**TASK TO COMPLETE**.
Write out the entries below once more, exactly.

**ENTRIES PROVIDED**.
■ ■ ■ ■ ■ ■ ■
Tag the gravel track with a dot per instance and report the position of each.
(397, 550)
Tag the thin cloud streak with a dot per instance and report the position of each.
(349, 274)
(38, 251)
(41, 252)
■ ■ ■ ■ ■ ■ ■
**ANSWER BELOW**.
Tag the gravel track with a dot per instance and report the position of each.
(397, 550)
Tag the thin cloud streak with a dot per instance and report the position of each.
(349, 274)
(38, 251)
(41, 252)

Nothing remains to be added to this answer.